━━━ Record set ━━━
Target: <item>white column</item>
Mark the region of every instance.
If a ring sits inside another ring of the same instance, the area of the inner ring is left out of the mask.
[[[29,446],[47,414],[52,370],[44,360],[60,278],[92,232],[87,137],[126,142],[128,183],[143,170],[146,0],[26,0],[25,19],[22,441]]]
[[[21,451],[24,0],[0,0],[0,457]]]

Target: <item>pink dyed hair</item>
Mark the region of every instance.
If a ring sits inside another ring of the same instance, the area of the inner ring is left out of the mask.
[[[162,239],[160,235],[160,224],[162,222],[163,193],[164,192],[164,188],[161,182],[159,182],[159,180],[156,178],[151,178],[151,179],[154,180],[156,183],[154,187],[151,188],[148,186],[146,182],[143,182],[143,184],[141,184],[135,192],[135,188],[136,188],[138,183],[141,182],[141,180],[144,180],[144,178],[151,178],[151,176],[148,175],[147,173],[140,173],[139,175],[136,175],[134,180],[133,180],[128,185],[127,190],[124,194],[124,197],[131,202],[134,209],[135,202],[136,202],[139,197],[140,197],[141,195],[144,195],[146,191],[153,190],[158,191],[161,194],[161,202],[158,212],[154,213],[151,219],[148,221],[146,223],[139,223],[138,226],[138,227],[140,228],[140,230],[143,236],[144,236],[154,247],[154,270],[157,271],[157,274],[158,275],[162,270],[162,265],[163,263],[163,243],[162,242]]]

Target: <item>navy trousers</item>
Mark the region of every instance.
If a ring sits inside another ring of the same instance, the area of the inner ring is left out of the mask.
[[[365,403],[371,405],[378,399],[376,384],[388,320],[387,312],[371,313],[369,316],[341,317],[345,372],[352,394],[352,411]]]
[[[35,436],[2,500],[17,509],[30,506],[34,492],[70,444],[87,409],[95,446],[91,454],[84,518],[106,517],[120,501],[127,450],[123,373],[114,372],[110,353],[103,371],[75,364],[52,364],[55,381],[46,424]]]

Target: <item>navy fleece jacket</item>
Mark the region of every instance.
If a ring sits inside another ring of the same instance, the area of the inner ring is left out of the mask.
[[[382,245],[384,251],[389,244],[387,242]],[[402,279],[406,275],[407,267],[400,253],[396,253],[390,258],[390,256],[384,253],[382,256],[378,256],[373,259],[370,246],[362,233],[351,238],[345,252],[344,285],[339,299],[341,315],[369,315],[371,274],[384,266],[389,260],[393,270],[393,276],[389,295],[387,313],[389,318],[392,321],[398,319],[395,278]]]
━━━
■ **Exercise details**: Starting with the first line of the entries and going on through the line with "[[[21,451],[24,0],[0,0],[0,457]]]", write those lines out again with "column" swapped for "pillar" and all else left as it is.

■ **Exercise output**:
Target: <item>white pillar</item>
Mark the region of every instance.
If a ring sits inside another ring of the same instance, the area of the inner ring is left out of the mask.
[[[29,446],[47,414],[52,370],[44,360],[60,278],[92,232],[87,137],[126,142],[128,183],[143,170],[146,0],[26,0],[25,19],[22,441]]]
[[[21,451],[24,0],[0,0],[0,457]]]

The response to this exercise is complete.